● Excerpt to read:
● ● ● ●

The Fourth Great Awakening and the Future of Egalitarianism
by Robert William Fogel
Chicago. 383 pp. $25.00

Robert Fogel, a Nobel laureate in economics, is best known for his acutely original and politically controversial book, Time on the Cross (with Stanley L. Engerman, 1974), a study of the economics of American slavery. Now he has produced a long-awaited account of American life in which he hopes to show how technological changes, religious movements, and human improvement have interacted to produce a political culture that is, in his view, remarkably egalitarian in some respects but deeply contentious in others.

By the end of the 20th century Americans were vastly better off than they had been in 1900; better off, but just as discordant. That discord, however, is no longer centered on the material aspects of life. Thanks to the vast increase in worker productivity, improved communications and transportation, the advent of information technology, and the globalization of commercial markets, the basics of food, clothing, and shelter and the conveniences of leisure have become so abundant as to render divisions of economic class less relevant than they once were. In the 1930’s, the Marxist Left protested against what it identified as the cause of the Great Depression, and many people were impressed; in 2000, the leftover Left protested against the World Bank and the International Monetary Fund, and nobody was impressed. Economic change and a more egalitarian society have deprived the Left of a credible enemy and hence of a large audience.

● ● ● ●

● Data extracts:
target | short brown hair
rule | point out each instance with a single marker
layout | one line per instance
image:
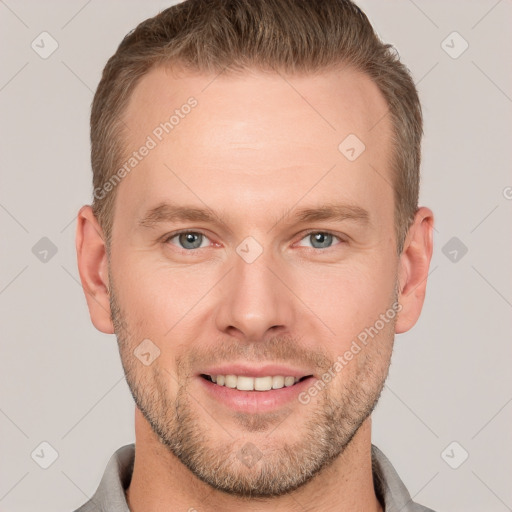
(292, 36)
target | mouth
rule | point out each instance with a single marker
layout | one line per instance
(258, 384)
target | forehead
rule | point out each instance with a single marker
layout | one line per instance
(257, 136)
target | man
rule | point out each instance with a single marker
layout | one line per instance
(254, 243)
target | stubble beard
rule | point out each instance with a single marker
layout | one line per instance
(331, 424)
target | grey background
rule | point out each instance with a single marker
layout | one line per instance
(61, 380)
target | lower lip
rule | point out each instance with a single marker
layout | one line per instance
(255, 401)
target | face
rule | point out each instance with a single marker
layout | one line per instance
(260, 293)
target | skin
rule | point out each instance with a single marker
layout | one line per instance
(253, 150)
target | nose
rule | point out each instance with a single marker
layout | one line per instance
(256, 298)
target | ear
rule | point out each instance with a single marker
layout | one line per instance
(93, 268)
(413, 269)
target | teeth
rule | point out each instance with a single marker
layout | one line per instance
(244, 383)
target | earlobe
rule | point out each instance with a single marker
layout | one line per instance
(413, 270)
(93, 269)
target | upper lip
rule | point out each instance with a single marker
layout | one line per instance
(253, 371)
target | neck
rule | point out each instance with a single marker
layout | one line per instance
(161, 482)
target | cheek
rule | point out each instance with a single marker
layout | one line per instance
(349, 298)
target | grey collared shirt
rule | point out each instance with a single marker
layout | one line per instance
(110, 495)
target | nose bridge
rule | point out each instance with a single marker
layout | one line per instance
(253, 300)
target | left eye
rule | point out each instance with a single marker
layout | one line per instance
(189, 239)
(320, 239)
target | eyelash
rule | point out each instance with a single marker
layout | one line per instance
(169, 237)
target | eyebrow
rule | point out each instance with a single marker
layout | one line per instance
(170, 212)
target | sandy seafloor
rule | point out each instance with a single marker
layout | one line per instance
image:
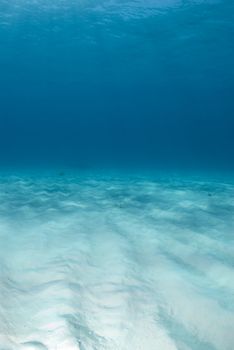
(95, 262)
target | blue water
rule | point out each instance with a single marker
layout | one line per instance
(91, 82)
(116, 175)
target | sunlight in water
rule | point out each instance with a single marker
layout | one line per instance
(116, 263)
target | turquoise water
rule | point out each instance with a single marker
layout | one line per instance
(116, 175)
(90, 261)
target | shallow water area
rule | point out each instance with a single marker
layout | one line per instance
(116, 262)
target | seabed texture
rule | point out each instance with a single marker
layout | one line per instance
(124, 263)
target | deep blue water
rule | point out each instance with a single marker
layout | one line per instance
(114, 82)
(116, 175)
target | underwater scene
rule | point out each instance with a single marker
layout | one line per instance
(116, 174)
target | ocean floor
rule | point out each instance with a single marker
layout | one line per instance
(116, 263)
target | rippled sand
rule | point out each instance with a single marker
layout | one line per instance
(95, 263)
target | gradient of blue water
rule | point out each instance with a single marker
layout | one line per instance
(96, 259)
(85, 82)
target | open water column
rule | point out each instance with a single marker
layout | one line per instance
(116, 175)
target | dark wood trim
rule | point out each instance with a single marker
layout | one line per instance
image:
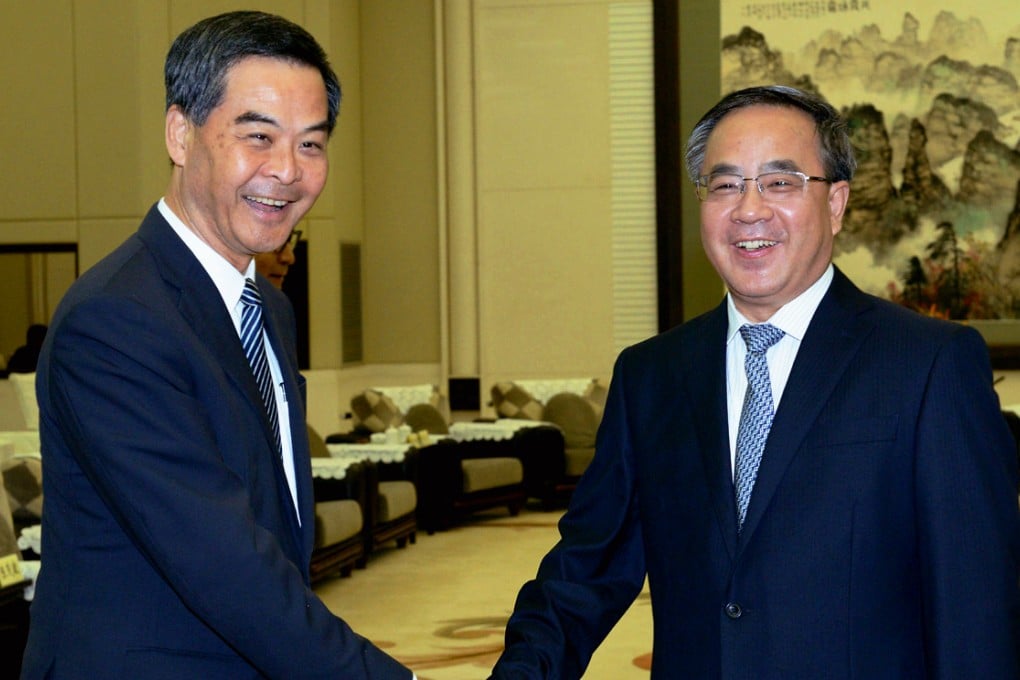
(667, 162)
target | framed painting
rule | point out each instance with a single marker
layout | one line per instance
(933, 104)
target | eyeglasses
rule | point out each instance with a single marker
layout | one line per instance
(724, 188)
(291, 242)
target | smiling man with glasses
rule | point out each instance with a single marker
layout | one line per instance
(815, 482)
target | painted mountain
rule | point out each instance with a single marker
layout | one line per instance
(933, 220)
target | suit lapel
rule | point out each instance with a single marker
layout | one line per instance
(705, 383)
(274, 327)
(833, 337)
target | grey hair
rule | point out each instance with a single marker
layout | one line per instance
(835, 149)
(197, 63)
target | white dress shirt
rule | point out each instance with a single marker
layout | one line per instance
(793, 318)
(231, 284)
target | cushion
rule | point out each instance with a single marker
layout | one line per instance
(337, 521)
(24, 386)
(22, 480)
(11, 411)
(482, 473)
(426, 417)
(596, 394)
(575, 416)
(374, 411)
(396, 500)
(512, 401)
(316, 445)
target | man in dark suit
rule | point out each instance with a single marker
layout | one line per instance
(876, 535)
(179, 525)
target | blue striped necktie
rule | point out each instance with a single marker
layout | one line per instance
(252, 340)
(756, 416)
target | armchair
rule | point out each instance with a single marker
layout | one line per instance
(456, 478)
(340, 522)
(572, 407)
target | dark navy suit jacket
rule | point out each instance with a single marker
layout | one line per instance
(171, 547)
(882, 537)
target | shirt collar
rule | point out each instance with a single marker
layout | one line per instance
(227, 280)
(794, 317)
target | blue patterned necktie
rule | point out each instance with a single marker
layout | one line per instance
(756, 416)
(252, 340)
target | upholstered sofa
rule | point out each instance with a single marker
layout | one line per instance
(19, 462)
(572, 406)
(453, 478)
(340, 516)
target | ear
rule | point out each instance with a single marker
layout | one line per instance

● ● ● ●

● Assigned task:
Please edit the book review from "The Fourth Great" to "contentious in others." by replacing "economics" with "economic history", and write out that passage again.

● Written answer:
The Fourth Great Awakening and the Future of Egalitarianism
by Robert William Fogel
Chicago. 383 pp. $25.00

Robert Fogel, a Nobel laureate in economic history, is best known for his acutely original and politically controversial book, Time on the Cross (with Stanley L. Engerman, 1974), a study of the economic history of American slavery. Now he has produced a long-awaited account of American life in which he hopes to show how technological changes, religious movements, and human improvement have interacted to produce a political culture that is, in his view, remarkably egalitarian in some respects but deeply contentious in others.